» Text passage
++++++++++++++++++++
Walking Test Can ID Heart-Lung Fitness, Mortality Risk

0
129

Getty Images

By Anne Harding
If you're middle-aged or older, a 10-minute walking test can give you and your doctor a pretty clear picture of whether you are at higher risk of dying during the next few years compared with other people your age, according to a large new analysis of data showing that cardiorespiratory fitness is intimately linked with the risk of dying of just about any cause.

However, you probably won't get this exercise test unless you ask for it.

The exercise stress test—or, in medical parlance, the graded exercise test—measures your cardiorespiratory fitness, or how well your heart, lungs, muscles, and blood vessels work together to use oxygen and produce energy. There are several ways to do the test, but it basically involves walking or running on a treadmill at progressively steeper inclines or faster speeds under medical supervision.

It has been known for decades that cardiorespiratory fitness is a key factor in mortality risk, with more-fit people surviving longer than the less-fit, says Timothy Church, PhD, MD, director of preventive medicine research at Pennington Biomedical Research Center in Baton Rouge, Louisiana. "Fitness is just simply as powerful a risk factor as there is," he says.

But primary-care doctors don't include it in a patient's workup along with blood pressure, cholesterol levels, and so on, he says. "It's expensive, it's not easy to do, it requires special equipment, and physicians these days don't even have time to talk about exercise in general, let alone do exercise tests on everybody."

But they probably should, according to the authors of a major review of the medical literature on fitness and mortality risk published this week in Journal of the American Medical Association.
++++++++++++++++++++
» Extracted material

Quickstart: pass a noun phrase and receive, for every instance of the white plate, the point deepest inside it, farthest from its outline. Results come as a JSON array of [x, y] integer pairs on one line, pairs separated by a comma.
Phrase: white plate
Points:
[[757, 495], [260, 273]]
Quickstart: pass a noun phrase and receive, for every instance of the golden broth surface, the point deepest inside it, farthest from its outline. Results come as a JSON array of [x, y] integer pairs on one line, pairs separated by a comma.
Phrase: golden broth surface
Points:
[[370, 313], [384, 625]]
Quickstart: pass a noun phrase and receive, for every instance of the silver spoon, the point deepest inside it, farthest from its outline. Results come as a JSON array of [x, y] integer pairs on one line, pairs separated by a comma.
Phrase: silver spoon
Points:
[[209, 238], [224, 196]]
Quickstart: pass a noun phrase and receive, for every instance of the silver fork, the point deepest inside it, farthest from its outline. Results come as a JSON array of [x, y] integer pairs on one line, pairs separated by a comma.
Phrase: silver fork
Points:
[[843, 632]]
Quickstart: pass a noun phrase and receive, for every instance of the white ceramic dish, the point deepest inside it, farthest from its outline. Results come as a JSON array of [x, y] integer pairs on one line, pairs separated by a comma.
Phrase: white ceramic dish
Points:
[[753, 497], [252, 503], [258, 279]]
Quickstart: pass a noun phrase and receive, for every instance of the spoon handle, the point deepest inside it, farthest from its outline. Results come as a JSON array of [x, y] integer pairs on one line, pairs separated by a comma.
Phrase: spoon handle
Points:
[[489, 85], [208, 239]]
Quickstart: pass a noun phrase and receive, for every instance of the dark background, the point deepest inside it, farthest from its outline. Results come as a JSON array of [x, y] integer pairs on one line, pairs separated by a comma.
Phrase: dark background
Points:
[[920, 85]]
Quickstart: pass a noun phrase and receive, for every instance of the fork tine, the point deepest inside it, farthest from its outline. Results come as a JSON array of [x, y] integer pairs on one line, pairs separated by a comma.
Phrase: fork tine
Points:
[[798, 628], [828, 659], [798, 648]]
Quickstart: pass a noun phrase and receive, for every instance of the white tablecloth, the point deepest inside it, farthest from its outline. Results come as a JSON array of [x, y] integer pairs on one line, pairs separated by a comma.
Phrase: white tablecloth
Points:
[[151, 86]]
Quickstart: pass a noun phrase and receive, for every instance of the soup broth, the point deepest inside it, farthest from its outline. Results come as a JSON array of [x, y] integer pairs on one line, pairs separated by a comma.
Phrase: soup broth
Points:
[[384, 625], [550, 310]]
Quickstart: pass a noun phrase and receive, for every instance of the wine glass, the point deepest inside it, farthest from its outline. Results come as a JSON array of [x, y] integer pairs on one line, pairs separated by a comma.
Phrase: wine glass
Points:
++++++++++++++++++++
» Assigned task 1
In the walking-test article, where does Timothy Church direct preventive medicine research?
» Assigned task 2
Extend the article about the walking test and heart-lung fitness, picking up after its final sentence.

» Response box 1
At Pennington Biomedical Research Center in Baton Rouge, Louisiana.

» Response box 2
Satoru Kodama, MD, PhD, of the University of Tsukuba Institute of Clinical Medicine in Ibaraki, Japan, and colleagues looked at 33 studies dating back to 1980, including a total analysis of about 200,000 people, and came up with an important number that could encourage doctors to use cardiorespiratory fitness testing in their patients.

That number, in metabolic equivalent units (METs)—which basically measure how much work your body can do—is 7.9. This fitness level roughly equates to a 50-year-old man being able to walk "continuously" at 4 miles an hour during the test, or a woman of the same age walking at 3 miles an hour.

Dr. Kodama and his team found that people with cardiorespiratory fitness levels below 7.9 METs were 40% more likely to die during the next few years and 47% more likely to have a heart attack, stroke, or other cardiovascular event than people with fitness levels at 7.9 to 10.8 METs. Compared with the fittest individuals, who had cardiorespiratory fitness of 10.9 METs or more, the least fit people were 70% more likely to die and 56% more likely to have a cardiovascular event.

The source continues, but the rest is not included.